[Start of TEXT SECTION]
I could NOT have said this part better myself:
Anger at myself for overeating and having poor self control.
Overwhelmed with having a hectic, busy, dirty, chaotic house.
Worried about my children.
Embarrassed to go to the gym and work out.
Frustrated at the ignorance of some people.
Anxious about our finances.
Irritation from problem children.
Enraged by said children's behavior at times.
Exhausted most of the day.
Hopeful.
I feel better just knowing I'm not the only one. We had an adoption from Korea fall through in 2002 so I really understand the emotions. They still flood back from time to time and always the guilt that we could have done more. It is sometimes hard to accept God's plan, knowing He can do all things and not understanding why He didn't change things for that little girl.
[End of TEXT SECTION]
[Start of INFORMATION SHOWN]
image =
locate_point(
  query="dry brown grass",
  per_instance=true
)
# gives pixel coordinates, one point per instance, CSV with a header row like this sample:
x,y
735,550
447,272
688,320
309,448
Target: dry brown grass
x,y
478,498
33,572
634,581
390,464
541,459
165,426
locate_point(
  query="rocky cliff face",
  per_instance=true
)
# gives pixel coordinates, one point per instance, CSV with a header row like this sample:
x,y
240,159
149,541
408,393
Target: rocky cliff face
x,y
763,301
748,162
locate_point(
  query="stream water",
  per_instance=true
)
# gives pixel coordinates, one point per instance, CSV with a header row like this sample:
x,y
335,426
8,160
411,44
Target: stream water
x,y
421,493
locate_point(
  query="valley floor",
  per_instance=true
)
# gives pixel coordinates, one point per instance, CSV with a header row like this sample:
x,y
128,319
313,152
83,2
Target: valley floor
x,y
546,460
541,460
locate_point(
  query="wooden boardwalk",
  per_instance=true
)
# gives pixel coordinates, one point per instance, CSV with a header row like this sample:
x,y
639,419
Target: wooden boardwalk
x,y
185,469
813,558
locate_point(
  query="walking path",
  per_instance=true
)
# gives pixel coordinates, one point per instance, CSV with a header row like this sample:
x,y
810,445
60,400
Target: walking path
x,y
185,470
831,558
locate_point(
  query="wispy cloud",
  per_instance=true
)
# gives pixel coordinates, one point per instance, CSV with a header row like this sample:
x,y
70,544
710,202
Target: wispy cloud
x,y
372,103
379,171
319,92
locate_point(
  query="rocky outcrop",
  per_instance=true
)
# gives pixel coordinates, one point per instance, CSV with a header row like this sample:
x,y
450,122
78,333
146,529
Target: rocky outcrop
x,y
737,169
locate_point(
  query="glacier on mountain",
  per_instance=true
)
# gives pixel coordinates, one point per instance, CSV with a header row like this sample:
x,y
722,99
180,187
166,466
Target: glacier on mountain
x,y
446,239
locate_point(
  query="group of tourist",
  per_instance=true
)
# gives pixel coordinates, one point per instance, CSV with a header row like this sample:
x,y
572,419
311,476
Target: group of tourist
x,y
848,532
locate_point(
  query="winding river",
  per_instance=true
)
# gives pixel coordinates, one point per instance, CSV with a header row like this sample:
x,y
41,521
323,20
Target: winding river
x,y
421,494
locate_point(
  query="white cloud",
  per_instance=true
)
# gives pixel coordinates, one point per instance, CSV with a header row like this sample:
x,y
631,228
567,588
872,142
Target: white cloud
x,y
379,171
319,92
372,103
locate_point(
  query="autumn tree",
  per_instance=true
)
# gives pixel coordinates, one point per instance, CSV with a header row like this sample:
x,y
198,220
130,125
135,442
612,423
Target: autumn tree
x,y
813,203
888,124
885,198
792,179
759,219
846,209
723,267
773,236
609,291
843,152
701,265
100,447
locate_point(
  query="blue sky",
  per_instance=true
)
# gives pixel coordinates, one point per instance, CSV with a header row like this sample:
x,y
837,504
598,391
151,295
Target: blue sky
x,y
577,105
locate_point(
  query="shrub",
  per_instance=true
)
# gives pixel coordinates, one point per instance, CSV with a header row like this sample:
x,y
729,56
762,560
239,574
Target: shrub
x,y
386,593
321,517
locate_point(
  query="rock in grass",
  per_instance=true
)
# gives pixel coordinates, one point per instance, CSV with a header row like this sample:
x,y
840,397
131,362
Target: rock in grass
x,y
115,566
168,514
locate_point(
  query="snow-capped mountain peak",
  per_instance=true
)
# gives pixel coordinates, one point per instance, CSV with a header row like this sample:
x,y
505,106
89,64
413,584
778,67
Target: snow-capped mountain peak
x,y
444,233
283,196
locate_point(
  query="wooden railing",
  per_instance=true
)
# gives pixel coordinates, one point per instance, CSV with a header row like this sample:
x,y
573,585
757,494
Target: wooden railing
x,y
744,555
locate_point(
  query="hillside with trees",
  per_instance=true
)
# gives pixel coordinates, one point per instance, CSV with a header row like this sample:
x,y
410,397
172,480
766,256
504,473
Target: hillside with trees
[End of INFORMATION SHOWN]
**LIST OF TASKS:**
(A) From the passage on feelings, reproduce the part that begins at the words "Worried about my" and stops after "that little girl.".
(B) According to the passage on feelings, from which country was the adoption that fell through, and in what year did it fall through?
(C) Pick up the passage on feelings after its final sentence and continue writing it.

**FINAL RESULTS:**
(A)
Worried about my children.
Embarrassed to go to the gym and work out.
Frustrated at the ignorance of some people.
Anxious about our finances.
Irritation from problem children.
Enraged by said children's behavior at times.
Exhausted most of the day.
Hopeful.
I feel better just knowing I'm not the only one. We had an adoption from Korea fall through in 2002 so I really understand the emotions. They still flood back from time to time and always the guilt that we could have done more. It is sometimes hard to accept God's plan, knowing He can do all things and not understanding why He didn't change things for that little girl.

(B) Korea, in 2002.

(C)
I understand many of those things/feelings. I went to the gym today. THere are three rows of 8 treadmills. I got on one in the front row and thought, "They can look at my big behind because at least I'm here."
Oh tears. I am sorry friend. Baby steps. Its all going to be ok. Oh that drawing is just heartbreaking!! UGH!!
I am so sorry. I can relate to so many things on your list. That drawing made my heart drop, so I can imagine you had a good cry by yourself. You are not alone.
Hugs
Oh. So. Hard.
Glad the kids were in bed, and you were able to process your raw emotions by yourself (with the Lord).